## Metin bölümü

/---

|
|
|
Haksızlık yapmışsın Nuh Gönültaş!
Ali Atıf BİR
[email protected] |
|
Nuh Gönültaş dün ilginç bir yazı yazmış ve "türban özgülüğünü savunan öğrenciler olsaydı polis şiddet göstermezdi" ana fikirli yazımı eleştirmiş.
Nuh Gönültaş diyor ki: "Polis sağcı öğrencilere daha nazik davranıyor derseniz önünüze 28 Şubat sürecinde de türbanlılara yapılan şiddeti, hatta polis tekmesiyle ikiz bebeğini düşüren Nuray Bezirgan'ı koyarlar."
Nuray Bezirgan olayını duymamıştım. İnterneti araştırdım. Bu konuda birkaç internet sitesi dışında olayı doğrulayan kimse yok. Eğer bu olay polis kayıtlarına geçmiş ya da mahkeme konusu olmuş ise kaynağını Nuh Gönültaş'tan duymak ya da doktor raporlarını görmek isterim.
Düşük yapmak o kadar kolay bir şey değil. Önce hamileliğin kanıtlanması sonra da doktor raporuyla düşüğün ortaya konması gerekiyor. Şu andaki olayda da bir düşük söz konusu ama yine kimse ortaya ne bir doktor raporu koyuyor ne de bir kanıt gösteriyor!
Burnuma her iki olayda da "mağdur" edebiyatı kokuları geliyor.

\---

## Görevleriniz
**1.** Girdilerde "target | conifer tree" geçen satırdan başlayıp "x=311 y=298" geçen satıra kadar olan satırları, iki uç da dahil ve yanıt olmayan satırlar da atlanmadan, yalnızca bunları yeniden yazın. Bu sırada yanıtlardaki x ve y koordinatlarını 0,65 ile çarparak ölçekleyin ve tam sayıya yuvarlayın; yarımlar yukarı yuvarlansın.
**2.** Nuh Gönültaş'ın eleştirisine karşılık veren yazıyı kaldığı yerden sürdürün.

Konum etiketleme kayıtları:
/---

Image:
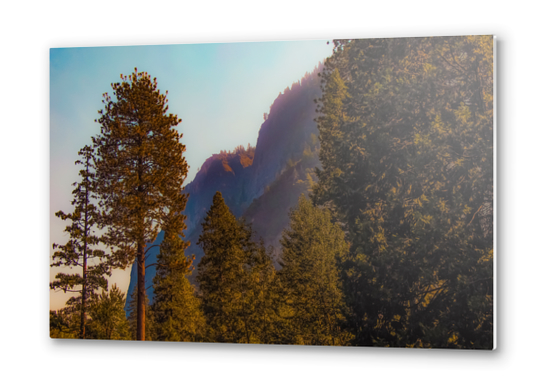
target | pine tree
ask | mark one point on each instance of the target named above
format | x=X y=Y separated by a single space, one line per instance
x=82 y=248
x=233 y=274
x=132 y=318
x=140 y=171
x=406 y=155
x=176 y=310
x=108 y=319
x=312 y=300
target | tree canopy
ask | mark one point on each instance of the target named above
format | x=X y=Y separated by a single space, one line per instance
x=312 y=303
x=406 y=148
x=140 y=171
x=233 y=276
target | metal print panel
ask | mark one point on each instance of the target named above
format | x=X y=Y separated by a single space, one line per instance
x=360 y=213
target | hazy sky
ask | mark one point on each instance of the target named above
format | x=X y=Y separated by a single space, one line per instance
x=220 y=91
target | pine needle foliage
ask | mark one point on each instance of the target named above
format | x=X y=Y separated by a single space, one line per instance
x=108 y=317
x=407 y=166
x=140 y=170
x=176 y=309
x=234 y=278
x=83 y=248
x=311 y=300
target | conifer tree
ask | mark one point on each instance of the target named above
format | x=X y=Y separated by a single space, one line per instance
x=108 y=319
x=82 y=250
x=407 y=143
x=176 y=310
x=140 y=170
x=232 y=274
x=312 y=303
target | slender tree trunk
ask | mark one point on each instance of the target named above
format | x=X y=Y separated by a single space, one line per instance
x=84 y=291
x=140 y=334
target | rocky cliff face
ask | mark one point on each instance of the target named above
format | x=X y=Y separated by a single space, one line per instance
x=259 y=183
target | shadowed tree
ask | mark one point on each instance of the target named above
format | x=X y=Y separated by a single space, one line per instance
x=82 y=250
x=176 y=310
x=140 y=170
x=108 y=319
x=407 y=166
x=234 y=276
x=311 y=298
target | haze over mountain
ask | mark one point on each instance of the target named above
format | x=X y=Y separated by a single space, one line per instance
x=262 y=183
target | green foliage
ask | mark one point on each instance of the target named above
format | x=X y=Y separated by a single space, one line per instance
x=64 y=324
x=407 y=150
x=132 y=318
x=108 y=316
x=311 y=300
x=234 y=276
x=82 y=249
x=176 y=310
x=140 y=170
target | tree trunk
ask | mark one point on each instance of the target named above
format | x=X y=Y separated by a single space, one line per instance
x=140 y=333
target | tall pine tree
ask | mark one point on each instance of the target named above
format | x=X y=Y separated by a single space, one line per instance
x=176 y=310
x=83 y=248
x=233 y=276
x=407 y=165
x=140 y=171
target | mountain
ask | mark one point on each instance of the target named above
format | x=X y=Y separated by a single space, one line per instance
x=259 y=183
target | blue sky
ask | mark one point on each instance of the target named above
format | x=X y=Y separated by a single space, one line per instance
x=220 y=91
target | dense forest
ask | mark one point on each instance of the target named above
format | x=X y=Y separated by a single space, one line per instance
x=388 y=225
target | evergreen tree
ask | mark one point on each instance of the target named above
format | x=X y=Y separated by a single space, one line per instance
x=82 y=248
x=312 y=302
x=407 y=144
x=176 y=310
x=132 y=318
x=140 y=171
x=108 y=319
x=233 y=276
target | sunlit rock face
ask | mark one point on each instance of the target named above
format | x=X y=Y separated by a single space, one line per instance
x=259 y=183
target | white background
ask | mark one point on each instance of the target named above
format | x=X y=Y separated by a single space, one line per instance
x=27 y=31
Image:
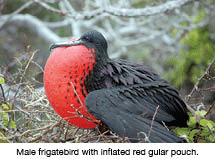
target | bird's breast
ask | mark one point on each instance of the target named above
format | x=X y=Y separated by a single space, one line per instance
x=64 y=77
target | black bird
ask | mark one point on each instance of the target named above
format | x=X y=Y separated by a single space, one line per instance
x=129 y=98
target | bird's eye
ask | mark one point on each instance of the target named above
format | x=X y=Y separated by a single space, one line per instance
x=87 y=38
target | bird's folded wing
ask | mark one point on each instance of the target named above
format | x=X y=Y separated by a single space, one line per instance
x=129 y=110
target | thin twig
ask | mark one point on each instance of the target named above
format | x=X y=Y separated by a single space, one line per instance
x=4 y=99
x=195 y=88
x=23 y=75
x=153 y=119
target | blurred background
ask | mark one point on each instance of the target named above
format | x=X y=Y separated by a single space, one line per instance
x=174 y=37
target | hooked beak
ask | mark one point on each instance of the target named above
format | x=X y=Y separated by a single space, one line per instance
x=68 y=43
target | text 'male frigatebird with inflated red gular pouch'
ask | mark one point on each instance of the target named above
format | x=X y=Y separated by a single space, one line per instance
x=87 y=88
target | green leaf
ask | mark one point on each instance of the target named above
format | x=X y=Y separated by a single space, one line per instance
x=192 y=134
x=207 y=123
x=181 y=131
x=12 y=124
x=201 y=113
x=2 y=81
x=192 y=122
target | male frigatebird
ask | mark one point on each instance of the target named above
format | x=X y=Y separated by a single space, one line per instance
x=87 y=88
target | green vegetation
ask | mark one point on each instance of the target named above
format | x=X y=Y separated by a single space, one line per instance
x=199 y=130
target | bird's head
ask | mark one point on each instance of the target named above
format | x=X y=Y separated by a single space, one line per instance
x=91 y=39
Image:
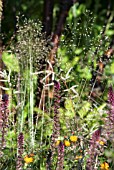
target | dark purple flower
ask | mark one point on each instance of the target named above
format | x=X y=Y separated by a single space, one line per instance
x=20 y=143
x=60 y=162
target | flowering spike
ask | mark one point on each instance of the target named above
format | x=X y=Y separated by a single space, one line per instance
x=4 y=119
x=56 y=124
x=20 y=142
x=93 y=149
x=111 y=96
x=60 y=162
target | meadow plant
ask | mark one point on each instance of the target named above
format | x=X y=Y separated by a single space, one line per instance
x=63 y=114
x=4 y=113
x=20 y=150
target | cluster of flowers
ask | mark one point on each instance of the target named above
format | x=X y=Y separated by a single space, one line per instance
x=67 y=143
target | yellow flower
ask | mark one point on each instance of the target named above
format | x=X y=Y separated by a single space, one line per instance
x=66 y=143
x=104 y=166
x=73 y=138
x=78 y=157
x=57 y=142
x=28 y=159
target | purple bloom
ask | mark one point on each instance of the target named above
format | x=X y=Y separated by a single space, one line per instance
x=93 y=149
x=20 y=143
x=60 y=162
x=4 y=119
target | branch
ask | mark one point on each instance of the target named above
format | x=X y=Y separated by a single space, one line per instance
x=48 y=16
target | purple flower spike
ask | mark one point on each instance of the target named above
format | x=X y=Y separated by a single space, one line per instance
x=60 y=162
x=93 y=149
x=56 y=122
x=4 y=113
x=20 y=143
x=56 y=85
x=111 y=96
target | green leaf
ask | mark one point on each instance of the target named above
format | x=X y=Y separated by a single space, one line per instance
x=10 y=61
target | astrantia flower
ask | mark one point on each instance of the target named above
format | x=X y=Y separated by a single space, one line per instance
x=104 y=166
x=66 y=143
x=73 y=138
x=28 y=159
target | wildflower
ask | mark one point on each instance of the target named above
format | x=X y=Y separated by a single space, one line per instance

\---

## Beklenen yanıtlar
**1.**
target | conifer tree
ask | mark one point on each instance of the target named above
format | x=X y=Y separated by a single space, one line per instance
x=70 y=207
x=53 y=163
x=265 y=93
x=114 y=202
x=91 y=111
x=151 y=178
x=203 y=197
target | slender tree trunk
ask | mark one point on each instance of the target named above
format | x=X y=Y separated by a single space, one line per instance
x=55 y=189
x=91 y=217
target | rocky cliff face
ask | mark one point on each instance of the target named above
format | x=X y=Y separated by a single space, one line per instance
x=168 y=119
target | shadowed tree
ask | mark one point on each instance of the target named above
format | x=X y=Y separated by a single space, one line per instance
x=53 y=163
x=114 y=202
x=91 y=111
x=70 y=207
x=265 y=108
x=152 y=179
x=202 y=194

**2.**
(Bu arada Nuray Canan Bezirgan'ın son dönemde "Atatürk'ü sevmiyorum" tartışmasıyla gündeme gelen türban aktivisti olduğunu okurlarıma anımsatayım.)
Nuh yazısını şöyle bitirmiş: Polis kimseye merhamet etmiyor, iktidarın rengine göre davranıyor!
Sevgili Nuh...
Eleştirinin haksız ve dayanaksız olduğunu düşünüyorum.
Hele de Üniversitede Türbana Özgürlük bildirgesine imza koyan biri olarak senin yazının benim üstümden çevrilmiş bir ikna yazısı olduğunu düşündüğüm için de çok üzüldüm.
Ben farklı bir şey mi diyorum ki?
Aynı şekilde polisi "iktidarın rengine göre davranma" diye uyarıyorum. Şu anda türban yanlısı bir eylem olsa polis eylemci gençlere aynı şekilde mi davranır? Hayır.
Peki onayladığımız ve özlediğimiz demokrasi ve özgürlük düzeni bu mu? Hayır.
Hiçbir genç hiçbir dönemde şiddet içermeyen protesto davranışları için polisten şiddet görmemeli, cezalandırılmamalı.
Böyle bir toplum düzenine ulaşmak için uğraş vermiyor muyuz? Veriyoruz.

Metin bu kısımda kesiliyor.